Was zu tun ist ->
A. Zitiere aus dem Text über Tokio Hotel alles zwischen „Zwanzig Jahre später“ und „einen Shitstorm entfacht.“, beides eingeschlossen.
B. Zeig jede Zeile, in der das Wort „tile“ steht.

Textabschnitt ->
· · ·

Look als Zumutung und Fortschritt

Zusammen stellten sie auf zwei vollkommen unterschiedlichen Wegen infrage, wie „männlich“ ein Popstar auszusehen hatte. In Talkshows und Kommentarspalten wurde vor allem Bill Kaulitz als „verweichlicht“ oder „zu weiblich“ bezeichnet. Eine Abwehrreaktion auf jede Form von Mehrdeutigkeit in einer Ära, in der Geschlechterbilder noch wesentlich starrer waren.  

Zwanzig Jahre später gehört genau dieser Look zur internationalen Popästhetik. Musiker wie Harry Styles oder Måneskin posieren in Spitzenblusen, Stars wie Conan Gray oder Kim Petras inszenieren Geschlecht als flexibles Spiel – ohne dass dies einen Shitstorm entfacht.

Tokio Hotel als Vorreiter

Vielmehr sind sie dafür gefeierte Ikonen einer Generation, die Geschlecht als etwas Fließendes begreift. Was 2005 noch als irritierend galt, ist im Mainstream angekommen. Tokio Hotel haben diese Ästhetik vorgelebt, bevor es das Vokabular dafür gab. 

Während der Look provozierte, wurde die Fanbase zum Blitzableiter gesellschaftlicher Ressentiments. Vor allem junge Mädchen, die sich hemmungslos in das Pathos von Tokio Hotel stürzten, bekamen den Spott ab und wurden als hysterisch oder peinlich gebrandmarkt.

Zwischen Hysterie und Hass

Dieses Muster ist alt: Schon bei den Beatles oder Take That richtete sich der Spott weniger gegen die Musik, als gegen die weibliche Begeisterung selbst. Kulturwissenschaftliche Analysen sprechen hier von einer „Misogynie des Fandoms“: Während männliche Leidenschaft für Fußball oder Rockmusik als authentisch gilt, wird weibliche Begeisterung schnell als „hysterisch“ abgetan.

· · ·

Erfasste Angaben ->
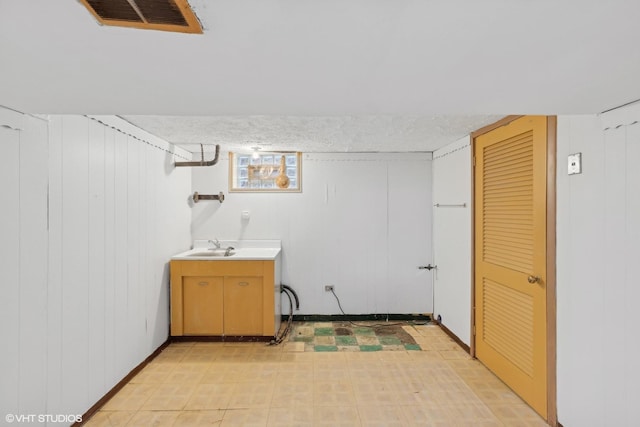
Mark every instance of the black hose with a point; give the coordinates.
(284, 289)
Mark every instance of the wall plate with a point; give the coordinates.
(574, 165)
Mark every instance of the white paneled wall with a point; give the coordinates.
(89, 219)
(598, 247)
(23, 261)
(452, 237)
(362, 224)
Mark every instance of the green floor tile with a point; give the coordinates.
(412, 347)
(363, 331)
(325, 348)
(346, 340)
(324, 332)
(389, 340)
(370, 347)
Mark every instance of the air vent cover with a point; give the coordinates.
(164, 15)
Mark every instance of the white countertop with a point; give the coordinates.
(244, 250)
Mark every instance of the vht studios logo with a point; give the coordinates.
(43, 418)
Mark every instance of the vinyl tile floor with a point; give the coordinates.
(251, 384)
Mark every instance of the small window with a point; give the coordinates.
(265, 172)
(163, 15)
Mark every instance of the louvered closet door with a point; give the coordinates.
(510, 251)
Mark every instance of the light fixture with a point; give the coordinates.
(255, 155)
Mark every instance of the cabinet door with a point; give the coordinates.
(202, 302)
(243, 303)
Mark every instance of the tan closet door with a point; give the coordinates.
(510, 256)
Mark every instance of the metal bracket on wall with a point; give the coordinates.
(202, 162)
(197, 197)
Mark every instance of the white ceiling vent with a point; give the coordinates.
(163, 15)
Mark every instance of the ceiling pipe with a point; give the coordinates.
(202, 162)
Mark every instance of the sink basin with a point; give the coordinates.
(212, 253)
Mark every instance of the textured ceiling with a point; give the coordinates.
(402, 73)
(312, 134)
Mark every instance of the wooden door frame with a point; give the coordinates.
(552, 417)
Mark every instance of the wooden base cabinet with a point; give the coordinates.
(225, 298)
(202, 305)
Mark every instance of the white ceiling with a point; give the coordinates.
(325, 75)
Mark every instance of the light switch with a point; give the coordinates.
(575, 163)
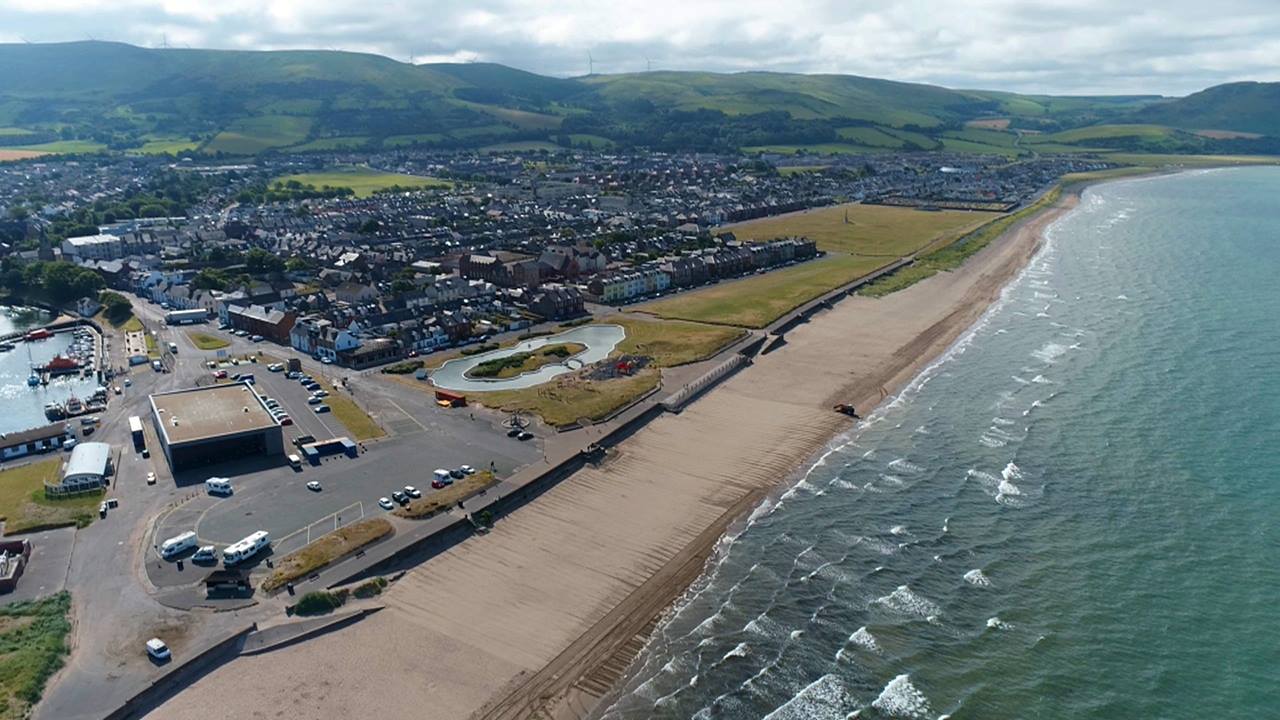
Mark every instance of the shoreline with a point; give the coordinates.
(545, 614)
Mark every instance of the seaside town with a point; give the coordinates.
(295, 377)
(517, 238)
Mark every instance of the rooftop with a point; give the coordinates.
(210, 411)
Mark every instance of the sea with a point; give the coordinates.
(1073, 514)
(21, 405)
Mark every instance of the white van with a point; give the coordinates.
(245, 548)
(177, 545)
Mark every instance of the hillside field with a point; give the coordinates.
(362, 181)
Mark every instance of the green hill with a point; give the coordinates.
(90, 95)
(1240, 106)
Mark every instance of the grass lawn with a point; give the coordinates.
(954, 255)
(206, 341)
(521, 363)
(330, 547)
(567, 399)
(758, 300)
(872, 229)
(342, 406)
(446, 497)
(362, 181)
(32, 647)
(24, 507)
(672, 342)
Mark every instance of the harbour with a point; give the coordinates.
(46, 374)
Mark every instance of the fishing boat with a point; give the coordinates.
(73, 406)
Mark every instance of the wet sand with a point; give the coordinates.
(542, 615)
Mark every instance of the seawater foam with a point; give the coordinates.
(864, 639)
(827, 697)
(906, 602)
(997, 624)
(900, 698)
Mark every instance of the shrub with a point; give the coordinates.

· · ·

Die Ergebnisse ->
A.
Zwanzig Jahre später gehört genau dieser Look zur internationalen Popästhetik. Musiker wie Harry Styles oder Måneskin posieren in Spitzenblusen, Stars wie Conan Gray oder Kim Petras inszenieren Geschlecht als flexibles Spiel – ohne dass dies einen Shitstorm entfacht.

B.
Mark every instance of the green floor tile with a point; give the coordinates.
Mark every instance of the vinyl tile floor with a point; give the coordinates.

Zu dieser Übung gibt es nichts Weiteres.